§ **Goal of the exercise**
Among the entries below, only the lines starting at the one with "simplified polygon, straight" and ending at the one with "paths: evenodd", both included, are to be printed exactly.

════════════════

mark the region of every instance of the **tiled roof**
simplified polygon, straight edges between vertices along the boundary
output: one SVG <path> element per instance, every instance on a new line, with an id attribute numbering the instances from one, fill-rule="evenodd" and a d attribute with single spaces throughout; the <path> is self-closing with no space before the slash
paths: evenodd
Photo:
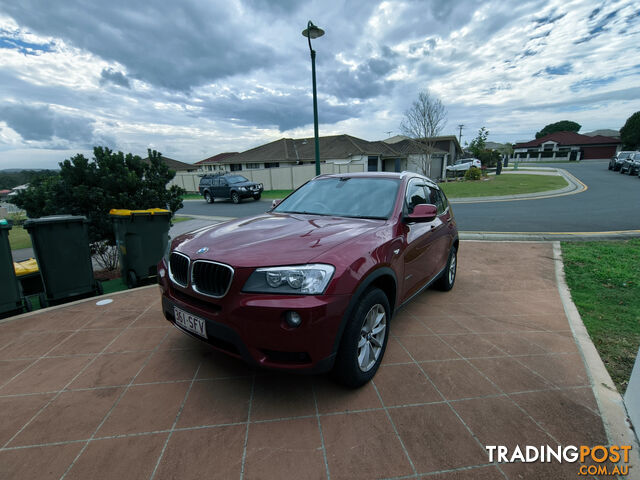
<path id="1" fill-rule="evenodd" d="M 219 161 L 224 160 L 226 158 L 233 157 L 234 155 L 237 155 L 237 154 L 238 154 L 238 152 L 219 153 L 217 155 L 214 155 L 213 157 L 209 157 L 209 158 L 205 158 L 204 160 L 200 160 L 199 162 L 194 163 L 194 165 L 205 165 L 205 164 L 209 164 L 209 163 L 216 163 L 216 162 L 219 162 Z"/>
<path id="2" fill-rule="evenodd" d="M 513 148 L 539 147 L 548 141 L 556 142 L 558 145 L 617 145 L 620 143 L 619 138 L 604 137 L 602 135 L 590 137 L 575 132 L 555 132 L 530 142 L 516 143 Z"/>
<path id="3" fill-rule="evenodd" d="M 173 158 L 165 157 L 164 155 L 162 155 L 162 157 L 160 158 L 162 158 L 162 161 L 167 167 L 169 167 L 170 170 L 174 170 L 176 172 L 184 172 L 185 170 L 191 171 L 198 168 L 191 163 L 184 163 L 179 160 L 174 160 Z M 143 158 L 142 161 L 145 163 L 149 163 L 149 157 Z"/>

════════════════

§ **Answer to the problem**
simplified polygon, straight edges between vertices along the boundary
output: one SVG <path> element per instance, every instance on a new line, with an id attribute numbering the instances from one, fill-rule="evenodd" and a d attribute with single spaces throughout; the <path> is self-closing with no space before the slash
paths: evenodd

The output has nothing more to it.